Excerpt provided —
Electrocardiograph (ECG)

The graphical representation of the electrical activity of the heart during a cardiac cycle is called ECG. For obtaining an ECG, a patient is usually connected to the machine with three electrical leads; one to each wrist and to the left ankle. These leads continuously monitor the activity of heart.
Each peak in the ECG is identified with a letter from P to T (PQSRT) which corresponds to a specific electrical activity of the heart.
The P-wave represents the electrical excitation or depolarization of the atria. Depolarisation of atria leads to atricular systole.
The QRS complex represents the depolarization of the ventricles which initiates ventricular systole.
The T-wave represents the return of the ventricles from excited to normal state (repolarisation). The end of T-wave marks the end of systole.
Any deviation in the normal POQRST pattern of ECG indicates towards possible heart ailment.

DOUBLE CIRCULATION

Pulmonary Circulation: The blood flow to and from the lungs is called pulmonary circulation. Deoxygenated blood goes to the lungs for oxygenation and then oxygenated blood comes back to the heart. Pulmonary circulation takes place through pulmonary artery and pulmonary vein.

Systemic Circulation: The oxygenated blood is pumped to different parts of the body through the aorta and various arteries. Deoxygenated blood is collected by veins and finally reaches the right auricle through vena cava. Thus, the arterial and venous blood supply comprises the systemic circulation.

Hepatic Portal Circulation: The hepatic portal system is a unique vascular connection which exists between the digestive tract and liver. Blood from the intestine is first sent to the liver through hepatic portal system and then to the systemic circulation.

What to work on —
1. Copy out everything from "The QRS complex" down to "possible heart ailment." in the excerpt on the ECG and double circulation.
2. Answer these questions from the excerpt on the ECG and double circulation:
(a) How many electrical leads is a patient usually connected with to obtain an ECG, and where are they attached?
(b) Through which two vessels does pulmonary circulation take place?
(c) Between which two parts of the body does the hepatic portal system form a connection?

Items contained in a dataset —

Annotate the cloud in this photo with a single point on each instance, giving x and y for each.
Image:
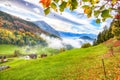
(68, 21)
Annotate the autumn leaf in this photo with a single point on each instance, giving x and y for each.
(45, 3)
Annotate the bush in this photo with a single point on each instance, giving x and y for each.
(86, 45)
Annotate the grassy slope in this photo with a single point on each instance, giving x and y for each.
(9, 50)
(76, 64)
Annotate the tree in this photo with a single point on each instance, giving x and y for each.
(116, 29)
(101, 9)
(103, 36)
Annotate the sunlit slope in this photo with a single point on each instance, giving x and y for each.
(76, 64)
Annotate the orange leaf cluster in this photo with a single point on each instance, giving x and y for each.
(45, 3)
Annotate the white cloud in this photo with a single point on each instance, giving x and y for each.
(56, 23)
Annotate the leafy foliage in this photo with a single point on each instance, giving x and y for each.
(116, 28)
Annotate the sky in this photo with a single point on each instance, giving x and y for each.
(67, 21)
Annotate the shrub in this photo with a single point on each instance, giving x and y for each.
(86, 45)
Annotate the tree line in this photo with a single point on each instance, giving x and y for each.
(19, 38)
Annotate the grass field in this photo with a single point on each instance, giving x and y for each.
(76, 64)
(10, 49)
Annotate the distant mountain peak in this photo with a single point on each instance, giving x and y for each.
(86, 37)
(46, 27)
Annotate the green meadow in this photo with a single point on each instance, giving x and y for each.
(76, 64)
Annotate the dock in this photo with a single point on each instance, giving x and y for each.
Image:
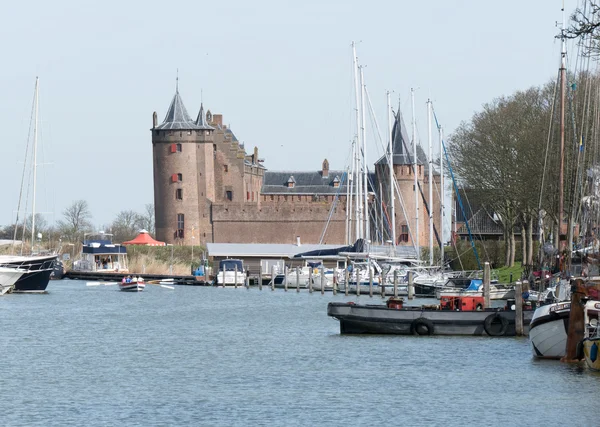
(117, 277)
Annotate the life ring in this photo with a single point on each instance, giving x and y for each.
(490, 325)
(421, 326)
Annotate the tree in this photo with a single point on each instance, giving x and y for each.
(76, 221)
(126, 225)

Solutions to the exercise —
1.
The QRS complex represents the depolarization of the ventricles which initiates ventricular systole.
The T-wave represents the return of the ventricles from excited to normal state (repolarisation). The end of T-wave marks the end of systole.
Any deviation in the normal POQRST pattern of ECG indicates towards possible heart ailment.

2.
(a) Three leads: one to each wrist and one to the left ankle.
(b) The pulmonary artery and the pulmonary vein.
(c) The digestive tract and the liver.